**DATASET CONTENT:**
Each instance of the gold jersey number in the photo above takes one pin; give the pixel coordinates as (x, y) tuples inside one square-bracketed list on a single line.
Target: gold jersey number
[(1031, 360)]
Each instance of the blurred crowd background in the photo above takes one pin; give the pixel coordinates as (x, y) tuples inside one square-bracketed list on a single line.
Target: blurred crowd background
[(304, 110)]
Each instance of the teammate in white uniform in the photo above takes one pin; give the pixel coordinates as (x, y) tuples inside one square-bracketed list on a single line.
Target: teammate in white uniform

**EXERCISE:** Rewrite all of the rows above, swapping "pixel coordinates" for "point positions" each time it appears and leaving everything else unchanged.

**COMPLETED EXERCISE:**
Each instance of the gold jersey number in the photo above takes one pin; give the point positions as (x, y) tuples inside one square-bracketed list on a single line.
Target: gold jersey number
[(1031, 360)]
Each instance of the blurred crowd background in the photo above takes one pin; give the point positions as (x, y) tuples inside one square-bracketed list on a single line.
Target: blurred crowd background
[(304, 110)]
Each instance of the teammate in white uniform in the photo above takes one pin; give the point positions as (x, y) tuples inside one square-bracketed list on a single line.
Target: teammate in white uniform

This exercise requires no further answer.